→ Work instruction:
Could you rewrite the opinion piece on police and residents from "Regardless of the" to "for the other.", inclusive, putting "spouses" in place of "couples"?

→ Text passage:
Police, Mpls. residents caught in mutual contempt

Regardless of the outcome of City Question 2, these feelings need to be worked through.

By Mark Osler

October 20, 2021 at 10:45PM
Police in protective gear stood guard on May 27, 2020, at the Third Police Precinct station in Minneapolis. (Carlos Gonzalez, Star Tribune/The Minnesota Star Tribune)

John Gottman of the University of Washington has spent years studying how couples interact and why they break up. He has concluded that the best predictor of divorce is when one or both partners have contempt for the other.

Contempt can grow up even between parties who must rely on one another. Something like that seems to have happened with Minneapolis and its Police Department, which are now facing the real possibility of a divorce by referendum.

Before that choice is made, it's important to address the perceptions of contempt that both the police and some in the community have experienced.

More than a few citizens of Minneapolis have expressed contempt for the Minneapolis Police Department. It's hard not to get the meaning of messages like "F@#k the police," that have been chanted, spray painted and written on social media for the last few years. Within the protests against police violence, contempt for the police — statements that they are unworthy of respect — have often been at the forefront.

Much of that contempt, of course, has been rooted in the well-documented actions of the police — they have earned it through too many officers' own contempt for the citizens they serve, in particular the Black citizens of the city.

Think of Derek Chauvin's knee on the neck of George Floyd. Didn't his impassive demeanor as he killed a man reflect anything so much as contempt? Or remember the potential juror in the Chauvin trial who lived near the site of the murder, who recalled the MPD officers who rode through the neighborhood playing the song "Another One Bites the Dust" after a resident had been killed or arrested.

Or, as recently revealed, consider the Minneapolis police commander who supervised officers during protests and property destruction on May 30, 2020, telling them after a shift: "You guys are out hunting people now and it's just a nice change of tempo," and "F@#* those people." All of it reflects a culture of contempt within the police department for the people they serve.

What we have is a marriage on the rocks. And the timing is terrible.

As my mentor and colleague Hank Shea pointed out in "10 reasons to vote 'No' " (Opinion Exchange, Oct. 4), the increase in murders in Minneapolis risks spawning other problems, including flight from the city by residents and businesses. These most serious crimes create deep tragedies, often concentrated in minority communities. That can't, and shouldn't, be ignored.

→ Data for analysis:
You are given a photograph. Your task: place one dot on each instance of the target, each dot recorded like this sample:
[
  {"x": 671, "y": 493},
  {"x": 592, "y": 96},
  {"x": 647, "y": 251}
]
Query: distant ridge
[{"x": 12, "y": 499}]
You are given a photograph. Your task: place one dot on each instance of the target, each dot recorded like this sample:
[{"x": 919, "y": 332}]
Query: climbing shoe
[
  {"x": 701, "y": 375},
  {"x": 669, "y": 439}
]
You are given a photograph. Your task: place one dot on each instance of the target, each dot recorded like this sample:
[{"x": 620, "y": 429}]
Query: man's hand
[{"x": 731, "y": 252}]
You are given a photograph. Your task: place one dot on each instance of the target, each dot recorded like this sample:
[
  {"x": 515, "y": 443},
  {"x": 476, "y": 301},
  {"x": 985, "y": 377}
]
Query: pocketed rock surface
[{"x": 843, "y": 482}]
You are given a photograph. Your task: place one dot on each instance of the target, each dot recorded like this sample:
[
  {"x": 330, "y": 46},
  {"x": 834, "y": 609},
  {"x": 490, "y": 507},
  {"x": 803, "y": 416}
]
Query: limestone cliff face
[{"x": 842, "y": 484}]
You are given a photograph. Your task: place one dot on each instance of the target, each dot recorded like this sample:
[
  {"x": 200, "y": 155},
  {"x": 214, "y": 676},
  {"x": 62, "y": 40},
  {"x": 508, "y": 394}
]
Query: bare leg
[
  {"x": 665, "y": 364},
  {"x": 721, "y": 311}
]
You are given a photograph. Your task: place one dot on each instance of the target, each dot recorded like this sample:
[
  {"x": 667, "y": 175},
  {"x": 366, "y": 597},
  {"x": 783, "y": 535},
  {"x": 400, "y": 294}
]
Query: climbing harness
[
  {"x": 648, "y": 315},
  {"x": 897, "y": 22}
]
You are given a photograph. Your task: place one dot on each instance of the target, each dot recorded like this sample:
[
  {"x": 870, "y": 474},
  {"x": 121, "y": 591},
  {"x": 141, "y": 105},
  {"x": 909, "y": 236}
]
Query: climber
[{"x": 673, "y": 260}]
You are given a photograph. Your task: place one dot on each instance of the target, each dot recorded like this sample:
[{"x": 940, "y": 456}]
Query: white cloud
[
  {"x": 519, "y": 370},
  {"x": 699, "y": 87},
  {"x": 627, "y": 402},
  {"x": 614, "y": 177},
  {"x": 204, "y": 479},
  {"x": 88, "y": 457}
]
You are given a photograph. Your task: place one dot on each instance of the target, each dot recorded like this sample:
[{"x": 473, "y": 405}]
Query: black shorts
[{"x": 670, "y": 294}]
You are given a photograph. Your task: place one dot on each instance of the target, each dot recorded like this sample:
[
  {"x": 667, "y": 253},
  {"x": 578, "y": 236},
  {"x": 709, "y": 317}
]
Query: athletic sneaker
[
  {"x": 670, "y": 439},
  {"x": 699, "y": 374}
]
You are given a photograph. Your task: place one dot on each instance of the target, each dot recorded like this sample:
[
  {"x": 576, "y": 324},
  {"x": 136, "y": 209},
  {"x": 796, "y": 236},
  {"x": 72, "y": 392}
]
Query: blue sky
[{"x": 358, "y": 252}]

→ Written solution:
Regardless of the outcome of City Question 2, these feelings need to be worked through.

By Mark Osler

October 20, 2021 at 10:45PM
Police in protective gear stood guard on May 27, 2020, at the Third Police Precinct station in Minneapolis. (Carlos Gonzalez, Star Tribune/The Minnesota Star Tribune)

John Gottman of the University of Washington has spent years studying how spouses interact and why they break up. He has concluded that the best predictor of divorce is when one or both partners have contempt for the other.